• _Action item_:
Reproduce the data below word for word, from its beginning up to and including the line that contains "positive clicks: (440, 278)". Leave out any pictures.

• _The data_:
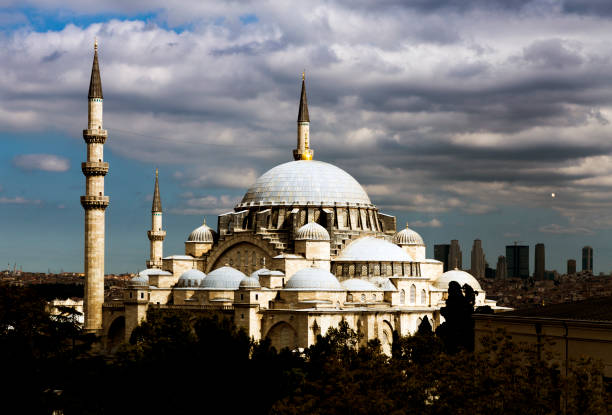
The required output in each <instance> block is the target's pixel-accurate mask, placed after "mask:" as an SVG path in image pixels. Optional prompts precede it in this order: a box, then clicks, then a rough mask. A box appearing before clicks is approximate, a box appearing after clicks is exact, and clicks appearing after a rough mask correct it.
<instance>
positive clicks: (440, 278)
mask: <svg viewBox="0 0 612 415" xmlns="http://www.w3.org/2000/svg"><path fill="white" fill-rule="evenodd" d="M451 281H456V282H457V283H459V285H460V286H462V287H463V285H464V284H467V285H469V286H470V287H472V289H473V290H474V291H478V292H481V291H482V288H480V284H479V283H478V280H477V279H476V278H474V277H473V276H472V275H471V274H470V273H467V272H465V271H461V270H458V269H454V270H452V271H446V272H445V273H444V274H442V275H440V277H439V278H438V279H437V280H436V281H435V282H434V285H435V286H436V288H440V289H443V290H448V283H449V282H451Z"/></svg>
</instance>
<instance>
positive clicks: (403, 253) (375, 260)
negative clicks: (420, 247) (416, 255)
mask: <svg viewBox="0 0 612 415" xmlns="http://www.w3.org/2000/svg"><path fill="white" fill-rule="evenodd" d="M336 261H385V262H412V258H410V255H408V254H407V253H406V252H405V251H404V250H403V249H402V248H400V247H399V246H397V245H395V244H392V243H391V242H388V241H386V240H384V239H378V238H374V237H372V236H366V237H365V238H360V239H357V240H356V241H354V242H351V244H350V245H349V246H347V247H346V248H344V249H343V250H342V252H340V255H339V256H338V257H337V258H336Z"/></svg>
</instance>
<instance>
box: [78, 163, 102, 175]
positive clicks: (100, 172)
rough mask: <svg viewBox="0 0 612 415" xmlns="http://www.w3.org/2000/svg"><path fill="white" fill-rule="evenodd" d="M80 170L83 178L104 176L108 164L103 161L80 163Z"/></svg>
mask: <svg viewBox="0 0 612 415" xmlns="http://www.w3.org/2000/svg"><path fill="white" fill-rule="evenodd" d="M81 170H82V171H83V174H84V175H85V176H106V173H108V163H107V162H105V161H88V162H85V163H81Z"/></svg>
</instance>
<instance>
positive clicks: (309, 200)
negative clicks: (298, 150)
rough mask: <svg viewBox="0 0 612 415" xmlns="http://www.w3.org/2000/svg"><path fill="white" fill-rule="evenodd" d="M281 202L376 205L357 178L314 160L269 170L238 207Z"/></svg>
mask: <svg viewBox="0 0 612 415" xmlns="http://www.w3.org/2000/svg"><path fill="white" fill-rule="evenodd" d="M280 203H285V204H288V205H306V204H315V205H321V204H329V205H333V204H335V203H342V204H347V203H348V204H349V205H360V206H373V205H372V202H370V198H369V197H368V195H367V193H366V192H365V190H363V187H361V185H360V184H359V183H358V182H357V180H355V179H354V178H353V176H351V175H350V174H348V173H347V172H345V171H344V170H342V169H340V168H338V167H336V166H334V165H332V164H329V163H324V162H322V161H314V160H298V161H290V162H288V163H284V164H281V165H279V166H276V167H274V168H272V169H271V170H268V171H267V172H266V173H264V174H263V175H262V176H260V177H259V178H258V179H257V180H256V181H255V184H254V185H253V186H251V188H250V189H249V190H248V191H247V192H246V194H245V195H244V197H243V198H242V201H241V202H240V204H238V206H237V208H245V207H249V206H253V205H264V206H268V205H272V204H280Z"/></svg>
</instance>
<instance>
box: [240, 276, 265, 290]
mask: <svg viewBox="0 0 612 415" xmlns="http://www.w3.org/2000/svg"><path fill="white" fill-rule="evenodd" d="M239 288H251V289H252V288H261V285H260V284H259V279H257V278H254V277H244V278H243V279H242V281H240V285H239Z"/></svg>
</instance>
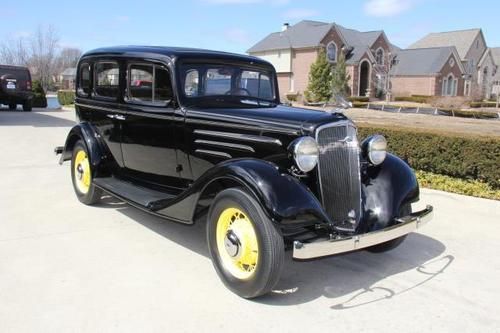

• _Response for this exercise_:
The required output in each <instance> block is the target's pixel-accurate mask, placed after "mask:" as an SVG path in image pixels. Optional prompts precede it in this order: a box, then clicks, then a rough mask. A box appearing before clicks is approximate, a box appearing after clicks is exact, and clicks appearing after a rough mask correct it.
<instance>
positive clicks: (440, 278)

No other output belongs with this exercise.